• [Extrait du document]:

Cette recension a été publiée dans le numéro de printemps 2024 de Politique étrangère (n° 1/2024). François Gaulme, chercheur associé au Centre Afrique subsaharienne de l’Ifri, propose une analyse de l’ouvrage dirigé par David Carment et Yiagadeesen Samy, Handbook of Fragile States (Edward Elgar, 2023, 430 pages).

Dans une collection de manuels en science politique, ce livre collectif très dense propose des éclairages multiples sur la notion de fragile state (« État fragile »), qui demeure conceptuellement contestée. Rencontrant depuis près de deux décennies un très grand succès dans le monde anglophone, elle a été traitée avec quelque dédain par les chercheurs en France, avant d’être finalement avalisée par l’administration. Le terme d’« État fragile » s’est imposé, se substituant à celui d’« État failli » (failed state), trop dépréciatif.

Théorisée peu à peu depuis 2005 par l’Organisation de coopération et de développement économiques (OCDE), la « fragilité » mesurable quantitativement dans les États et les sociétés est devenue, dans le monde entier, l’un des principaux instruments de la « boîte à outils » des donneurs d’aide dans la problématique et la pratique du « nexus sécurité développement ».

• [Tâches à effectuer]:
1. D'après la recension, quel terme celui d'« État fragile » a-t-il remplacé ?
2. Prolongez la recension du Handbook of Fragile States à partir de sa dernière phrase.
Ces données proviennent d'une source distincte de la recension.

• [Données fournies]:
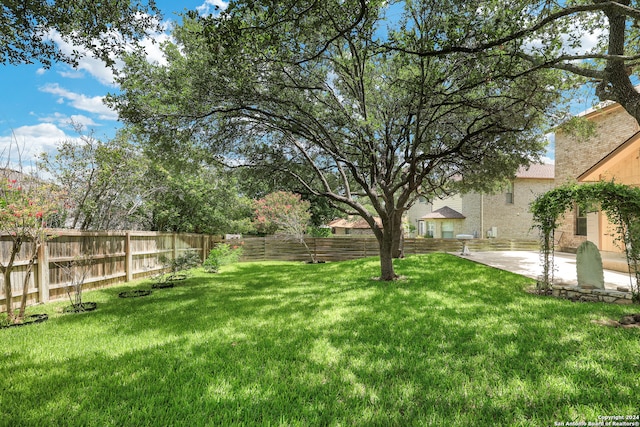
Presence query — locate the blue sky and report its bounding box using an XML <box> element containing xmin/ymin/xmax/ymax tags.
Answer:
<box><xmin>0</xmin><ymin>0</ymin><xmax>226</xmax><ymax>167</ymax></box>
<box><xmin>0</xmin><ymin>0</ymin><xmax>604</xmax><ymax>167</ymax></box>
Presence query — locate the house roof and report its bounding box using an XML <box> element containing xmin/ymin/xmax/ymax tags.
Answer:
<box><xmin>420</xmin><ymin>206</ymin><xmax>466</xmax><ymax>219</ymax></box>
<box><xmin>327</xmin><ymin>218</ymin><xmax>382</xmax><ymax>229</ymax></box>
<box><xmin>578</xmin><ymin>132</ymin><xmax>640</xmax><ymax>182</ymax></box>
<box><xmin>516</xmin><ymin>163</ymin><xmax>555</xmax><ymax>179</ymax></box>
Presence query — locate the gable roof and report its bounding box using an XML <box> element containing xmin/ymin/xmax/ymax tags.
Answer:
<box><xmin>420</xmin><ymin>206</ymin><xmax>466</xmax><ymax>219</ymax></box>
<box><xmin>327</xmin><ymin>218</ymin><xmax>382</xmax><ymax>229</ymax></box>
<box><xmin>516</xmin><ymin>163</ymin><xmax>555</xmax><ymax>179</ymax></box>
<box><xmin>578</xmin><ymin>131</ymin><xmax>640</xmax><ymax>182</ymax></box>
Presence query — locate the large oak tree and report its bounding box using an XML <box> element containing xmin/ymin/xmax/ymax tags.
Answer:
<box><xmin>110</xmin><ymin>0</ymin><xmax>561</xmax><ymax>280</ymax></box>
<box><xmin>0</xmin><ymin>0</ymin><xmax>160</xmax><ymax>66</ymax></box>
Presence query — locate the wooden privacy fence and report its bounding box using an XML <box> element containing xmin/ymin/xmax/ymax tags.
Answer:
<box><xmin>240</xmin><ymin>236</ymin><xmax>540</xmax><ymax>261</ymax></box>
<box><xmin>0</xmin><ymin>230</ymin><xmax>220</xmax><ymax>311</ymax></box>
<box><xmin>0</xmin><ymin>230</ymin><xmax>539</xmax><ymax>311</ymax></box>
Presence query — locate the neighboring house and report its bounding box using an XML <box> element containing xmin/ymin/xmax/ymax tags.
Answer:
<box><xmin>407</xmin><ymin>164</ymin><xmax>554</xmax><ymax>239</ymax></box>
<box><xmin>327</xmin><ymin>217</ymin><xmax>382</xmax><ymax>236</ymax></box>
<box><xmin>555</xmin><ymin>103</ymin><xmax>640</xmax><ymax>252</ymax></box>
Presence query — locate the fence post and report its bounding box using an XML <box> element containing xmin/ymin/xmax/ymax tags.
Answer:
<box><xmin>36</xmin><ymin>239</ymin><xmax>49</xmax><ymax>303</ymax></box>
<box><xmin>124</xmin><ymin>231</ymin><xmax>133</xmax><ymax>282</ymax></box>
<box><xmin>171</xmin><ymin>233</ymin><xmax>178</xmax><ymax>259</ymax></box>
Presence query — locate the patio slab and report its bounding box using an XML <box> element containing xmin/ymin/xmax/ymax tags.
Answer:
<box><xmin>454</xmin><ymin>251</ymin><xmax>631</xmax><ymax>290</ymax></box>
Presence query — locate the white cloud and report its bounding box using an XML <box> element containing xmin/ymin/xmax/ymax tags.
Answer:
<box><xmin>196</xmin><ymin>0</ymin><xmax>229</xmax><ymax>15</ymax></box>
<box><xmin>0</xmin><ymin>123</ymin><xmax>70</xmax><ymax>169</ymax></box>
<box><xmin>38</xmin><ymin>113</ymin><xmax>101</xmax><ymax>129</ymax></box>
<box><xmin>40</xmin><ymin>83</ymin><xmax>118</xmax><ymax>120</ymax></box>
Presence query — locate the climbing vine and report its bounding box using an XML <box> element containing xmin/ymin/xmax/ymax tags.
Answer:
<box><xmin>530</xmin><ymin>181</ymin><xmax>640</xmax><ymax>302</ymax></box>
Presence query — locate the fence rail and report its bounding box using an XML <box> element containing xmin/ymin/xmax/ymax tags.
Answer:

• [Réponses numérotées]:
1. Il a remplacé celui d'« État failli » (failed state), jugé trop dépréciatif.

2.
Coordonné par deux universitaires canadiens, ce manuel explore de manière systématique, en partant de points de vue différents et à travers des contributions croisées, la complexité croissante de cette notion d’« État fragile ». Il suit l’évolution progressive de ses critères d’évaluation avec maintenant, outre la « gouvernance » étatique et le contrôle territorial, les impacts extérieurs négatifs du changement climatique, de la pandémie de Covid-19, puis de la guerre en Ukraine. C’est surtout le cas en Afrique, dont la plupart des « nations » seraient encore « faibles » (weak) pour Robert Rotberg (auteur du chapitre 16).

L’analyse d’ensemble ne néglige pas non plus la montée du populisme et les effets de la présidence de Trump aux États-Unis : le chapitre 5 s’interroge sur le caractère « vulnérable » de la première puissance mondiale, par manque d’une « nécessaire résilience » face à de futurs chocs et non plus selon les critères du Fragile States Index du Fund for Peace ou des classements de l’OCDE et de la Banque mondiale.

Examinée avec précision au début du livre, la définition de l’« État fragile », tel qu’on le mesure encore actuellement, traduit en fait un mode de pensée nord-américain du début du XXIe siècle. Sous une vision prétendument universaliste, elle part du modèle constitutionnel des États-Unis : la « légitimité », l’une des trois dimensions avec la « capacité » et l’« autorité » qui concourent à déterminer le degré de fragilité d’un État, n’est ainsi conçue que sous la forme d’une démocratie parlementaire et relativement décentralisée. Mais dans l’univers « démondialisé » (deglobalized) dans lequel nous sommes entrés, cette conception trop normative et connotée culturellement de l’« État fragile » devient aussi dévaluée dans le discours qu’inefficace dans les faits.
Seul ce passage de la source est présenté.